- [TO BE DONE] Reproduce word for word the part of the Hosea Ballou II text below, starting with "Life and career" and going on through "had seven children.".

Hosea Ballou II (October 18, 1796May 27, 1861) was an American Universalist minister and the first president of Tufts University from 1853 to 1861. Ballou was named after his uncle and went by the name "Hosea Ballou 2d. " Publishers, friends, editors, Tufts University staff, and others generally followed this example. The title of this article reflects the more recent generational suffix usage of the Roman numeral II for those named for an uncle. Ballou used the ordinal number suffix "2d" rather than "2nd."

Life and career
Ballou was born in Halifax, Vermont.  He was the son of Asahel Ballou and Martha Starr, a descendant of Comfort Starr, one of the original incorporators of Harvard College. Hosea Ballou II was also the grand-nephew of Hosea Ballou, and was associated with him in editing The Universalist Quarterly Review.  He married Clarissa Hatch in 1820, and they had seven children.

- [PROVIDED INFORMATION]
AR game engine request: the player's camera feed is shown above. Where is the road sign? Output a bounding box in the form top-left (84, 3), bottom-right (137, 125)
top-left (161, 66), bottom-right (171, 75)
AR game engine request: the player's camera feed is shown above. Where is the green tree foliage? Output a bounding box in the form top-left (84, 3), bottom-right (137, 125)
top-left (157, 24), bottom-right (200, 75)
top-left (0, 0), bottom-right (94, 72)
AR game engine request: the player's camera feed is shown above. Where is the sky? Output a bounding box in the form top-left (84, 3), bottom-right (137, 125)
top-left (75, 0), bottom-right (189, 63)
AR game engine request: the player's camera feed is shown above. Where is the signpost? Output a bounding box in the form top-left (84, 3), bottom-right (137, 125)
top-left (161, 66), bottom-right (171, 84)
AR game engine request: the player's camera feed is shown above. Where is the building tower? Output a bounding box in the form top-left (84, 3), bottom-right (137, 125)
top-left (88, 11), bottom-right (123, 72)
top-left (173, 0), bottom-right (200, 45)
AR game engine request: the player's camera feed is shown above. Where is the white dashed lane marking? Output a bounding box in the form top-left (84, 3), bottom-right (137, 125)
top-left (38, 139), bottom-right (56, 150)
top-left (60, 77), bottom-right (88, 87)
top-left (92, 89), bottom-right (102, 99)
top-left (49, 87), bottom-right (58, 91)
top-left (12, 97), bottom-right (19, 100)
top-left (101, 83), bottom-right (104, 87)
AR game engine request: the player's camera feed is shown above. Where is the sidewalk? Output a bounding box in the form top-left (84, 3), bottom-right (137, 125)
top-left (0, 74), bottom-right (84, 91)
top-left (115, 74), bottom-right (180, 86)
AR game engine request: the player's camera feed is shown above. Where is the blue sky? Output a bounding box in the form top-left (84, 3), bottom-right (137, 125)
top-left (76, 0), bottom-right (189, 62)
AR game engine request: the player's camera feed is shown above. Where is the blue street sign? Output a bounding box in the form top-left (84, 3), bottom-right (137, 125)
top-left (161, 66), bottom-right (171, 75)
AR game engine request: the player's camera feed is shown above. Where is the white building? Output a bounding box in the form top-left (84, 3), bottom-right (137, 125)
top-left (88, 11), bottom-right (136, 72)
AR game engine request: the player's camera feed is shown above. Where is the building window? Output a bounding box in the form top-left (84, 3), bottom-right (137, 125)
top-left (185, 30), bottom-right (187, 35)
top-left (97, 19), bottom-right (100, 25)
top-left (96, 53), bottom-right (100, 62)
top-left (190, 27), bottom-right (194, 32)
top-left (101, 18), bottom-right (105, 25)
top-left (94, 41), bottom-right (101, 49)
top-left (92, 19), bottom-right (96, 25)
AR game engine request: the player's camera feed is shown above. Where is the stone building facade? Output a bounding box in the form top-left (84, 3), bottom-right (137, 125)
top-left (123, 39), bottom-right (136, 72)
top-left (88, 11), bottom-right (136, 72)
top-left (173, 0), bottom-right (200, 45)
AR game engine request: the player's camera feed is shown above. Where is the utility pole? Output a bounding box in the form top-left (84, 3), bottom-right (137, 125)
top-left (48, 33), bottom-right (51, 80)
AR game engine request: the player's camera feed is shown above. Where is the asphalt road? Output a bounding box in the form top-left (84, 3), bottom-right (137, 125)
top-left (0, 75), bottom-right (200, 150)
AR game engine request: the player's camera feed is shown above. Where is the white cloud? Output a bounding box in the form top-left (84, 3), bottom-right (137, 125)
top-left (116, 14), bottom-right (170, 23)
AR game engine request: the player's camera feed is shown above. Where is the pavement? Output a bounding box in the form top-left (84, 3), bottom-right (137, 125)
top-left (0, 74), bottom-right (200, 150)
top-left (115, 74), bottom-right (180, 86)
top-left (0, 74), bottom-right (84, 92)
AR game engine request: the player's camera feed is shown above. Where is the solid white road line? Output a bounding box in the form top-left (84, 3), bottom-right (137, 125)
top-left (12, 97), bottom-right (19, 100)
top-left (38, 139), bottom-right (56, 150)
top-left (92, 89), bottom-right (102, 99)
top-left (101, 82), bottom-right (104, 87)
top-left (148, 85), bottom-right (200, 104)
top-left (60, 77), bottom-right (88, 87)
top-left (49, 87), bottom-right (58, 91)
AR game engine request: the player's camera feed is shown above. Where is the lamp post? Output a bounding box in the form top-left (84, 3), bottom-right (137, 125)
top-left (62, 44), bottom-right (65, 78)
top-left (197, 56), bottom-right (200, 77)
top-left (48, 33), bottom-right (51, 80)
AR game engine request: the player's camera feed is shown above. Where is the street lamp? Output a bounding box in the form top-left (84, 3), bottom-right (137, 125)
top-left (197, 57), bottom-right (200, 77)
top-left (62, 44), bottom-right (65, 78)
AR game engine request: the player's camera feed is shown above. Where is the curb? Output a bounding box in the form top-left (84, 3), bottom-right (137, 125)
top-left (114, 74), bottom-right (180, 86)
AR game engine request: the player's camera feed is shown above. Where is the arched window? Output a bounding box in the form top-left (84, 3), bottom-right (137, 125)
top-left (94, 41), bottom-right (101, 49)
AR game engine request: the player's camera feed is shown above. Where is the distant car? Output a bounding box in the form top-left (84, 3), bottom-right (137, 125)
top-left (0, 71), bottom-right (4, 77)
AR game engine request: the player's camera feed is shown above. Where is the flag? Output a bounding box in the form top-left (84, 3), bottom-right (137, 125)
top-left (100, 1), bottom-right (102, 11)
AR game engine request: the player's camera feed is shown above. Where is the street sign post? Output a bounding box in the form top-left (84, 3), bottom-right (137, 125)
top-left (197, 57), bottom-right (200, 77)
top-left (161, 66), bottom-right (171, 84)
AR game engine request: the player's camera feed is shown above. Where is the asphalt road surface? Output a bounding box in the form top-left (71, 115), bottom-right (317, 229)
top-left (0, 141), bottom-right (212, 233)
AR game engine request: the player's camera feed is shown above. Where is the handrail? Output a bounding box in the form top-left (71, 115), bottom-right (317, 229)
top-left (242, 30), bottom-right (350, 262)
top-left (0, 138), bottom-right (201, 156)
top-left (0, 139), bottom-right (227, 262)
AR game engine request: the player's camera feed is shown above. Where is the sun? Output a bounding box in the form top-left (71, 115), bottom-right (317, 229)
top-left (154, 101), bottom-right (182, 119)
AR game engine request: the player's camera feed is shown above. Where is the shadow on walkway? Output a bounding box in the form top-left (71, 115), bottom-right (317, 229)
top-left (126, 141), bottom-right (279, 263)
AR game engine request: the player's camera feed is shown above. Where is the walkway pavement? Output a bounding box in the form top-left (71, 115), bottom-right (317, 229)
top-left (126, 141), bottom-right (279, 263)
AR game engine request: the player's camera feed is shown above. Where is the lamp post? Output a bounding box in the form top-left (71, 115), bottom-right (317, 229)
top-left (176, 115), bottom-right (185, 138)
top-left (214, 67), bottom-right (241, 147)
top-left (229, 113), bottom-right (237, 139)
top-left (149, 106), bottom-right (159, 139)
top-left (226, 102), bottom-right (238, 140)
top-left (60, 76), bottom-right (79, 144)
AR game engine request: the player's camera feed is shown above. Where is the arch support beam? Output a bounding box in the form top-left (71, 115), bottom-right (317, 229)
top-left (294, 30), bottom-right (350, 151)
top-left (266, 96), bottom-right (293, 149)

- [SOLVED EXERCISE]
Life and career
Ballou was born in Halifax, Vermont.  He was the son of Asahel Ballou and Martha Starr, a descendant of Comfort Starr, one of the original incorporators of Harvard College. Hosea Ballou II was also the grand-nephew of Hosea Ballou, and was associated with him in editing The Universalist Quarterly Review.  He married Clarissa Hatch in 1820, and they had seven children.